**DIRECTIONS:** Please give, exactly as they appear below, the line with "Pick out every instance of the cloudy" and every line after it through the final one, and nothing else.

══════

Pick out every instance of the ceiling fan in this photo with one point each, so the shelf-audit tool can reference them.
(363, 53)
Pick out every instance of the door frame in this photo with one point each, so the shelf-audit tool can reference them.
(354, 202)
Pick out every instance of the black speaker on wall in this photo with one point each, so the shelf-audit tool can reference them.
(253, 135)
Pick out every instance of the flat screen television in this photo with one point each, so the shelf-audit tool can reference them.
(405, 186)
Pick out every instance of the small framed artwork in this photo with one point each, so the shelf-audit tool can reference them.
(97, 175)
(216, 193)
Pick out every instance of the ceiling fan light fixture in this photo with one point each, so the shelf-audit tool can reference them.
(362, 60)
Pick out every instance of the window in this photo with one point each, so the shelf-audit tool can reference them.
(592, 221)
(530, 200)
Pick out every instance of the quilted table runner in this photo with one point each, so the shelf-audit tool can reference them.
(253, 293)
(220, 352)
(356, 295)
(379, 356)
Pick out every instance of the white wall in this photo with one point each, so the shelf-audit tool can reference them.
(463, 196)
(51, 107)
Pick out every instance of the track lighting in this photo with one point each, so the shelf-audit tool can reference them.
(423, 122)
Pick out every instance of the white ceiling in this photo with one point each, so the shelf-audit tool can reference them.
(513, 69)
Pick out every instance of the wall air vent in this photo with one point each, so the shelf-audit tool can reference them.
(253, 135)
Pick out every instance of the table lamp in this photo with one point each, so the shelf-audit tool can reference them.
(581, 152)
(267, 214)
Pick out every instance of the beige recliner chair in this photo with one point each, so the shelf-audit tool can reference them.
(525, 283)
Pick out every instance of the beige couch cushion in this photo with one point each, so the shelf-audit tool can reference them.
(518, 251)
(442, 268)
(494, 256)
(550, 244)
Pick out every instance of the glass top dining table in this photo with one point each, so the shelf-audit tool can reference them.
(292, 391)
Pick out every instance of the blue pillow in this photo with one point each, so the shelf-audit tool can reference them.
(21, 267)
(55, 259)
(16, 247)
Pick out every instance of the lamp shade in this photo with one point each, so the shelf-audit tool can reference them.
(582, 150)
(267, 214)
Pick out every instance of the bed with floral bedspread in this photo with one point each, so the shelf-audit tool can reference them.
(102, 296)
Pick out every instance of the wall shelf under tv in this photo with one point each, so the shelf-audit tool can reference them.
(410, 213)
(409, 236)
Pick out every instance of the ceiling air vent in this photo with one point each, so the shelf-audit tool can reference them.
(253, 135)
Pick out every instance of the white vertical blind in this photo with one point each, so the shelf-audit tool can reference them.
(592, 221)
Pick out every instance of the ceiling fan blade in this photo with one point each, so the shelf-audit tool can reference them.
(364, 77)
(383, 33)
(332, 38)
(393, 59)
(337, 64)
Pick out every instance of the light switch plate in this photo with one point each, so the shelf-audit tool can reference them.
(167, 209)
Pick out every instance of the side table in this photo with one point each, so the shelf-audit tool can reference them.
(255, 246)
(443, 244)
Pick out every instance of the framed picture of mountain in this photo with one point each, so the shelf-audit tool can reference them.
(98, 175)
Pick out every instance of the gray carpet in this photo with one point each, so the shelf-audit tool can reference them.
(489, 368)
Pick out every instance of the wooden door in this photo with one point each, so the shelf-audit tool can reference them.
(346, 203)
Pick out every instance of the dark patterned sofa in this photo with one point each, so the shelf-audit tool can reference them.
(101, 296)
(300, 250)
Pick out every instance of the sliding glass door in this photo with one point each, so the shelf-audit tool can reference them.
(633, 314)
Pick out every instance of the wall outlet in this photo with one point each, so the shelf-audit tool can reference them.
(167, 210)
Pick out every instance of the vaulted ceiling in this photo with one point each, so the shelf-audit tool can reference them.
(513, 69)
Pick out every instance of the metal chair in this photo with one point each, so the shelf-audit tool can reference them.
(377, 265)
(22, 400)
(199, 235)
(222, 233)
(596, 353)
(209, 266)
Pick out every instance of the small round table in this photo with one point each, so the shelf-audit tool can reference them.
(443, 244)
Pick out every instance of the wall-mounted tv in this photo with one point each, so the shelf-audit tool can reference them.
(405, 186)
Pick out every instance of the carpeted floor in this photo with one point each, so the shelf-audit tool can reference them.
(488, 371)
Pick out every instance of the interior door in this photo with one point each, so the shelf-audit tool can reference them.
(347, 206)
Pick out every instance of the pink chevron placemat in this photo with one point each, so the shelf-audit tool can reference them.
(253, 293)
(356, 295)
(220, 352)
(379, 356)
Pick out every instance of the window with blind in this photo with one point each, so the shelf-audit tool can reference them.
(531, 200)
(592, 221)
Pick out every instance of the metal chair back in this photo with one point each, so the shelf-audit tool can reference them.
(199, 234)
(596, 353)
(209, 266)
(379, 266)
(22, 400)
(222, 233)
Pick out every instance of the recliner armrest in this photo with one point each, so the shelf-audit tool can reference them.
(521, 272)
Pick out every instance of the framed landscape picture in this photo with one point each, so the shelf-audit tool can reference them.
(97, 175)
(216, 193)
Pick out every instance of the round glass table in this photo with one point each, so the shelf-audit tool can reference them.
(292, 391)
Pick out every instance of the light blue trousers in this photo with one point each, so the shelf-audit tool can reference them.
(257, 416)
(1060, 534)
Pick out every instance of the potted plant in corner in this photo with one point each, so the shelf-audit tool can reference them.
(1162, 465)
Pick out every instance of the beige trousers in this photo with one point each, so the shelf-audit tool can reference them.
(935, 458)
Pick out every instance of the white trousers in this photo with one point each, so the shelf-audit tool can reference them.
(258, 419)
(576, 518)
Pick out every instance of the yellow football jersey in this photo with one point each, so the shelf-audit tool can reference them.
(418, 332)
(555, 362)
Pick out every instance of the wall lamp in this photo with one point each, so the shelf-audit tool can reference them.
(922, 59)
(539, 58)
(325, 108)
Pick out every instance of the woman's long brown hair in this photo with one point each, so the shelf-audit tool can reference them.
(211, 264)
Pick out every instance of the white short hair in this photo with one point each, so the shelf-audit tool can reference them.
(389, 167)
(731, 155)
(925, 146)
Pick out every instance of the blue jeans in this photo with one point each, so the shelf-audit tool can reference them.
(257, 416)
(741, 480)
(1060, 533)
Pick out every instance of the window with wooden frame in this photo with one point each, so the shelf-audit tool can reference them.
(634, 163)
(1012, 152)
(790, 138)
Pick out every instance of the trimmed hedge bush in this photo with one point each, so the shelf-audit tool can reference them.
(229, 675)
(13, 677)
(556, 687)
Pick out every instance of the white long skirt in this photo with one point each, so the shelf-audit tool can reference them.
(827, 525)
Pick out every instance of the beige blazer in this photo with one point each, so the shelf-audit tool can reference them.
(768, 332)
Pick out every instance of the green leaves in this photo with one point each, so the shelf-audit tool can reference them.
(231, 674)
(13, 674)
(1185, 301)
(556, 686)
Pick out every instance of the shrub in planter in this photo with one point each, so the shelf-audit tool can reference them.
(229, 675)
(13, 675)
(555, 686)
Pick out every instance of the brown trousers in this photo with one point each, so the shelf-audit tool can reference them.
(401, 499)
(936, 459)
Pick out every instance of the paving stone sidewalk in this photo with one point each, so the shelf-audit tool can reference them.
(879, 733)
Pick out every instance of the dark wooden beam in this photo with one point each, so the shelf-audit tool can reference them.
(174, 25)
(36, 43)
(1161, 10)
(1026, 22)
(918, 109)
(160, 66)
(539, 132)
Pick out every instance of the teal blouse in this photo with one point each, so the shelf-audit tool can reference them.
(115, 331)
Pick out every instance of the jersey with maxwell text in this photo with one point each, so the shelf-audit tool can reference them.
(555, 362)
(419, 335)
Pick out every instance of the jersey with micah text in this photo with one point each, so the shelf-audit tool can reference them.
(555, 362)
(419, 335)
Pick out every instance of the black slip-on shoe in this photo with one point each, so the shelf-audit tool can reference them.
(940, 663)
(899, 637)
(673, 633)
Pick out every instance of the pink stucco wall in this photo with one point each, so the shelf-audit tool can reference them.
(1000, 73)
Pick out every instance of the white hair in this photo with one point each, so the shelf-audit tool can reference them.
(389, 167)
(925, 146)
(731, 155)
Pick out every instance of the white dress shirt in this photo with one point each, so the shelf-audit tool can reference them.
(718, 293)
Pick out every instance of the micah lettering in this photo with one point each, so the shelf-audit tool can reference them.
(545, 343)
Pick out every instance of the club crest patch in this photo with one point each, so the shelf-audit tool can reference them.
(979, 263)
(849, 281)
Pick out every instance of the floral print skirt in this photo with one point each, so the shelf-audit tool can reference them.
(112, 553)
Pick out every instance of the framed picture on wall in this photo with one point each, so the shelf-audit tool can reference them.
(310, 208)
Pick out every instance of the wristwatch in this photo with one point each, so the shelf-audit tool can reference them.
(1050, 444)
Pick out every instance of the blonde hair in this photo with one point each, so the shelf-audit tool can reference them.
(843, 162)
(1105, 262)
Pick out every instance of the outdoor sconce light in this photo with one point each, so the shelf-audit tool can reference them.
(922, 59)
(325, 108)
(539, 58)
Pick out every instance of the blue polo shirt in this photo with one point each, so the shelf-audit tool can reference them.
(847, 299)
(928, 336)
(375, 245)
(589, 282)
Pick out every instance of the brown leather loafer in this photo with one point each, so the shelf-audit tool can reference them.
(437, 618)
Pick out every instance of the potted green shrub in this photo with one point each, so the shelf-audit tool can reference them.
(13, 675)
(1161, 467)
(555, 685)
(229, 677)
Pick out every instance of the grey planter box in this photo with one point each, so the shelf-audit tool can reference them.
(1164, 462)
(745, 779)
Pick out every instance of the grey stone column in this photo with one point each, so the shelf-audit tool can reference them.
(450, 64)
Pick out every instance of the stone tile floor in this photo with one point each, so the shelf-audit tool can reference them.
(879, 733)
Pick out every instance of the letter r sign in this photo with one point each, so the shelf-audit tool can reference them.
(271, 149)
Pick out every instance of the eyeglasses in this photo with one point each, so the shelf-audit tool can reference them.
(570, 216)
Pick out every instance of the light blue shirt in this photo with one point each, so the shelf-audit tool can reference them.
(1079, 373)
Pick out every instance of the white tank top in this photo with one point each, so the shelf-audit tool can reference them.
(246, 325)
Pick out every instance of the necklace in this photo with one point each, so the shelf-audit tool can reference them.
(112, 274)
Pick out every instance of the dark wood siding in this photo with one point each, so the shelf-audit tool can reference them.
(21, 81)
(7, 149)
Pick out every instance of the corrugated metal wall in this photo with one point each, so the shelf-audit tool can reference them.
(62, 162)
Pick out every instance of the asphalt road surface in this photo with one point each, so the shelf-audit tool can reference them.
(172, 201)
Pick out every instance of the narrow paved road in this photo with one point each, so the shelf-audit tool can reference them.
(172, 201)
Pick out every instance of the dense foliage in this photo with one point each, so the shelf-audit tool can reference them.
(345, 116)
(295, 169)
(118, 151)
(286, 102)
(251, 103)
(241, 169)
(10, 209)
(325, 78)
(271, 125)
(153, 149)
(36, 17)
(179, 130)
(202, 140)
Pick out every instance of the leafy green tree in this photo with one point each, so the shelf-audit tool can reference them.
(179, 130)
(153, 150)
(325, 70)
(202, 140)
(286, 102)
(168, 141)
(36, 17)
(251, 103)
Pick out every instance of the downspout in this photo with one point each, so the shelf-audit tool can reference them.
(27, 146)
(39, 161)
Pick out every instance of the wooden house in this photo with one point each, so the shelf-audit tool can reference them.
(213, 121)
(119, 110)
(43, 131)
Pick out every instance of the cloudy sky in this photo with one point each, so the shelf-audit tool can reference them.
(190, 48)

══════

**SOLUTION:**
Pick out every instance of the cloudy sky in this photo with one point each, so the shelf-audit tool can reference them.
(190, 48)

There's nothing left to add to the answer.